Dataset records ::
^^^^^^^^^^^^^^^^

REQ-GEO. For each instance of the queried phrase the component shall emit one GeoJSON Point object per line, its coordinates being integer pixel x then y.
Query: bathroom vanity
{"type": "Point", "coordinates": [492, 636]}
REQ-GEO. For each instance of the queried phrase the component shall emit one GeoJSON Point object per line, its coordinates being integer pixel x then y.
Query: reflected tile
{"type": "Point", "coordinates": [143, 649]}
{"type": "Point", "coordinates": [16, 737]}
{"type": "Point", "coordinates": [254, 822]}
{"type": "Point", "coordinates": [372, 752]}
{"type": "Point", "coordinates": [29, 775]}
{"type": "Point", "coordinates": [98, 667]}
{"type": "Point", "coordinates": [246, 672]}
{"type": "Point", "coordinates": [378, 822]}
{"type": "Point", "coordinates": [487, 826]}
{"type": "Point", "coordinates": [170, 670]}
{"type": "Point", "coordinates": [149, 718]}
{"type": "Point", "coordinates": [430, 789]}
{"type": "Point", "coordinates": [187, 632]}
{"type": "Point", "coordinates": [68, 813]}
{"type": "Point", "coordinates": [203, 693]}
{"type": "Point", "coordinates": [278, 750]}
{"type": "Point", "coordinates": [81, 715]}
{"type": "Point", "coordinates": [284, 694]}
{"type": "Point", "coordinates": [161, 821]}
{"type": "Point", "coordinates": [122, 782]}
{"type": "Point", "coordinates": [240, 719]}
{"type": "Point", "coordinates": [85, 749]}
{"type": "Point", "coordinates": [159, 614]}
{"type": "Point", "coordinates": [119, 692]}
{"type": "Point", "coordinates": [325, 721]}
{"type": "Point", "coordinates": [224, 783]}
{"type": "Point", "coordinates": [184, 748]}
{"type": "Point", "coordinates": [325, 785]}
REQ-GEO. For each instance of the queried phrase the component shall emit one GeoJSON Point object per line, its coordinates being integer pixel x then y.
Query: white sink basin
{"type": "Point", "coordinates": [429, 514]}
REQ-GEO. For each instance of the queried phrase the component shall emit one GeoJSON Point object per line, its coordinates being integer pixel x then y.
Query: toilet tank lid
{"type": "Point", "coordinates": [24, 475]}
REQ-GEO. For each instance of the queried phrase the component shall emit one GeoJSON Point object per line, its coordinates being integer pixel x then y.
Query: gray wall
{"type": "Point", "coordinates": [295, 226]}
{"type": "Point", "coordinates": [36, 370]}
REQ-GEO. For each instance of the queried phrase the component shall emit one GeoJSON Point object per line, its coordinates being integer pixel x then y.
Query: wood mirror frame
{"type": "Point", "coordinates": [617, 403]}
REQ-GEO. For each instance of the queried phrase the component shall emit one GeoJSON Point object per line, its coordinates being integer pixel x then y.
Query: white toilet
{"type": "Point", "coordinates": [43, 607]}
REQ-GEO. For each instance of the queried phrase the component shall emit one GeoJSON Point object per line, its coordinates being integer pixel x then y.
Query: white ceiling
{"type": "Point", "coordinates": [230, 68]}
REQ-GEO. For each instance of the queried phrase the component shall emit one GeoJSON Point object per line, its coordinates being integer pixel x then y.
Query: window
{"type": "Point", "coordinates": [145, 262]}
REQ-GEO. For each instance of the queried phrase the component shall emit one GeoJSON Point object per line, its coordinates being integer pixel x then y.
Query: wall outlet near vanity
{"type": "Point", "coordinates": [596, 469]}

^^^^^^^^^^^^^^^^

Exercise details :: Print again each line of the listing above, exactly as it appears.

Finished answer ::
REQ-GEO. For each instance of the queried phrase the component shall emit one GeoJSON Point object per line, its coordinates being integer pixel x then y.
Query: bathroom vanity
{"type": "Point", "coordinates": [492, 636]}
REQ-GEO. For each instance of the queried phrase the component shall emit one GeoJSON Point object per line, its coordinates being integer pixel x then y.
Query: reflected tile
{"type": "Point", "coordinates": [143, 649]}
{"type": "Point", "coordinates": [16, 737]}
{"type": "Point", "coordinates": [254, 822]}
{"type": "Point", "coordinates": [372, 752]}
{"type": "Point", "coordinates": [29, 775]}
{"type": "Point", "coordinates": [98, 667]}
{"type": "Point", "coordinates": [246, 672]}
{"type": "Point", "coordinates": [378, 822]}
{"type": "Point", "coordinates": [487, 826]}
{"type": "Point", "coordinates": [170, 670]}
{"type": "Point", "coordinates": [149, 718]}
{"type": "Point", "coordinates": [430, 789]}
{"type": "Point", "coordinates": [187, 632]}
{"type": "Point", "coordinates": [68, 813]}
{"type": "Point", "coordinates": [203, 693]}
{"type": "Point", "coordinates": [278, 750]}
{"type": "Point", "coordinates": [81, 715]}
{"type": "Point", "coordinates": [284, 694]}
{"type": "Point", "coordinates": [161, 821]}
{"type": "Point", "coordinates": [122, 782]}
{"type": "Point", "coordinates": [240, 719]}
{"type": "Point", "coordinates": [85, 749]}
{"type": "Point", "coordinates": [159, 614]}
{"type": "Point", "coordinates": [119, 692]}
{"type": "Point", "coordinates": [325, 721]}
{"type": "Point", "coordinates": [224, 783]}
{"type": "Point", "coordinates": [184, 748]}
{"type": "Point", "coordinates": [325, 785]}
REQ-GEO. For each instance of the queried phrase the component shall emit one GeoJSON Point object per line, its coordinates being integer pixel x then y.
Query: white sink basin
{"type": "Point", "coordinates": [429, 514]}
REQ-GEO. For each instance of the queried phrase the component shall emit one GeoJSON Point object per line, its coordinates being integer pixel x then y.
Query: toilet tank lid
{"type": "Point", "coordinates": [24, 475]}
REQ-GEO. For each instance of the queried phrase the component shall emit one GeoJSON Point object per line, its coordinates being integer pixel x then y.
Query: gray wall
{"type": "Point", "coordinates": [295, 226]}
{"type": "Point", "coordinates": [36, 370]}
REQ-GEO. For each instance of the queried phrase the component shall emit one GeoJSON Point object per line, its coordinates being integer pixel x then y.
Query: wood mirror frame
{"type": "Point", "coordinates": [617, 403]}
REQ-GEO. For each instance of the queried phrase the component shall emit one GeoJSON Point object per line, its coordinates being integer pixel x then y.
Query: white toilet
{"type": "Point", "coordinates": [43, 607]}
REQ-GEO. For each instance of the queried phrase the component shall emit one GeoJSON Point object per line, its coordinates being integer pixel x then y.
Query: white ceiling
{"type": "Point", "coordinates": [230, 68]}
REQ-GEO. For each instance of the queried phrase the component shall emit one GeoJSON Point object per line, its coordinates being integer pixel x then y.
Query: window
{"type": "Point", "coordinates": [145, 262]}
REQ-GEO. For each instance of the queried phrase the component shall emit one GeoJSON Point object per line, its coordinates being integer pixel x then y.
Query: wall outlet near vanity
{"type": "Point", "coordinates": [596, 469]}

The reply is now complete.